══ EXCERPTED DATA ══

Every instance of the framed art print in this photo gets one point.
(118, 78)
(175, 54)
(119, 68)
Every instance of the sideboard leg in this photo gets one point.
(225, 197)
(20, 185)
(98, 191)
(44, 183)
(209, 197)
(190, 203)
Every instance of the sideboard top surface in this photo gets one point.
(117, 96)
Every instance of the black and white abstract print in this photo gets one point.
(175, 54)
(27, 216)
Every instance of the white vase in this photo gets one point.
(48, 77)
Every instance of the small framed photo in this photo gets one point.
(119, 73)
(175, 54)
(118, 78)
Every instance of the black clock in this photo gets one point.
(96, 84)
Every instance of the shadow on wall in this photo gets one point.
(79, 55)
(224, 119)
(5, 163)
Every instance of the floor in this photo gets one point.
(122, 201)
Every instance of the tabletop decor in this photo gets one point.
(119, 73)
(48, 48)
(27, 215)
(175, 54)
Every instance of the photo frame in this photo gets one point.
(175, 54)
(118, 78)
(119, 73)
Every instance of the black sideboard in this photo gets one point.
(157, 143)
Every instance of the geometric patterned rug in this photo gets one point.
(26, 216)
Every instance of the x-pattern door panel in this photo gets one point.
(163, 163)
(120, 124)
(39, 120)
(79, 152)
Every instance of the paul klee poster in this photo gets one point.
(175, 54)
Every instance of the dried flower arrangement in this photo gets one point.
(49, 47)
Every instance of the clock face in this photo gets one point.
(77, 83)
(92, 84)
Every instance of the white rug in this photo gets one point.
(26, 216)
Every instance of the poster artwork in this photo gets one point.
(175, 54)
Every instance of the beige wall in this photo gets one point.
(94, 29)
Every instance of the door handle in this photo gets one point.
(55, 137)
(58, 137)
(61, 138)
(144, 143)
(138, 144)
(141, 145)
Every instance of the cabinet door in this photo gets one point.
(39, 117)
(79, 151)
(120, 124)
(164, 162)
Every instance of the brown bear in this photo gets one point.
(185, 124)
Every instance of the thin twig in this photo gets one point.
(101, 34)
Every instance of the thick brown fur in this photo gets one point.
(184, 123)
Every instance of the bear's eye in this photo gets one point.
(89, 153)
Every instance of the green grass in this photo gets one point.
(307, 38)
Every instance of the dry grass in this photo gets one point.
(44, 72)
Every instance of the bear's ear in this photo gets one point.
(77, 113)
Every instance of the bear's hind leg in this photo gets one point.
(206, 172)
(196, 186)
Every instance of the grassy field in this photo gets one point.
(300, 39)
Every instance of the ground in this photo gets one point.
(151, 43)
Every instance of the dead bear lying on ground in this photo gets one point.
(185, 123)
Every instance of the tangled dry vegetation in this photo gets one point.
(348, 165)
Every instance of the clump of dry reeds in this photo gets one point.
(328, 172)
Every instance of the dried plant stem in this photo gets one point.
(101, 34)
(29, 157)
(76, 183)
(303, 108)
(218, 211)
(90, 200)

═══

**TASK INSTRUCTIONS:** An exact transcription of every record above is required.

**ANSWER SECTION:**
Every instance of the framed art print in this photo gets one point.
(118, 78)
(175, 54)
(119, 68)
Every instance of the sideboard leg in this photo gets one point.
(225, 197)
(20, 185)
(98, 191)
(44, 183)
(209, 197)
(190, 203)
Every instance of the sideboard top surface in this photo gets one point.
(117, 96)
Every instance of the black and white abstract print in this photo gets one point.
(175, 54)
(27, 216)
Every instance of the white vase in this photo gets one point.
(48, 77)
Every instance of the small framed photo in this photo gets one point.
(119, 73)
(175, 54)
(118, 78)
Every instance of the black clock in this photo gets one point.
(96, 84)
Every instance of the shadow on wall in this photo gets one point.
(79, 55)
(224, 119)
(5, 163)
Every instance of the floor in this photo gets one point.
(122, 201)
Every instance of the tabletop decor in this photo gets one point.
(119, 73)
(48, 48)
(27, 215)
(175, 54)
Every instance of the photo frame in this photo gets one point.
(175, 54)
(118, 78)
(119, 73)
Every instance of the black sideboard in this photo gets one point.
(157, 143)
Every instance of the geometric patterned rug in this photo gets one point.
(26, 216)
Every instance of the x-pattern door panel in this photo gets one point.
(163, 163)
(120, 124)
(39, 120)
(79, 152)
Every instance of the paul klee poster in this photo gets one point.
(175, 54)
Every instance of the dried flower arrangement in this photo gets one point.
(49, 47)
Every instance of the clock face in this photo gets one point.
(77, 83)
(92, 84)
Every instance of the white rug in this photo gets one point.
(26, 216)
Every instance of the poster artwork in this photo gets one point.
(175, 54)
Every instance of the beige wall in this photo gets one point.
(94, 29)
Every instance of the door handle in this photo gets one point.
(55, 137)
(58, 137)
(61, 138)
(144, 143)
(138, 144)
(141, 145)
Every instance of the cabinet door in this photo gets one point.
(39, 117)
(79, 151)
(120, 124)
(164, 162)
Every instance of the brown bear in this photo gets one point.
(185, 124)
Every instance of the thin twig in this photo gets one point.
(101, 34)
Every instance of the thick brown fur in this photo gets one point.
(184, 123)
Every instance of the bear's eye in this photo gets one point.
(89, 153)
Every instance of the green grass in this photo gets one point.
(307, 38)
Every instance of the dry grass in this photo gets one point.
(44, 72)
Every instance of the bear's ear in this photo gets one point.
(77, 113)
Every instance of the bear's hind leg in this photo gets one point.
(206, 172)
(196, 186)
Every instance of the grassy field in this photo gets one point.
(300, 39)
Every instance of the ground in this photo gets one point.
(151, 43)
Every instance of the dead bear lying on ground in this photo gets one point.
(185, 123)
Every instance of the tangled dry vegetation in this photo gets one point.
(348, 165)
Every instance of the clump of dry reeds in this photo gets one point.
(328, 172)
Every instance of the dried plant stem in this photo gets one point.
(101, 34)
(29, 157)
(76, 183)
(303, 108)
(218, 211)
(90, 200)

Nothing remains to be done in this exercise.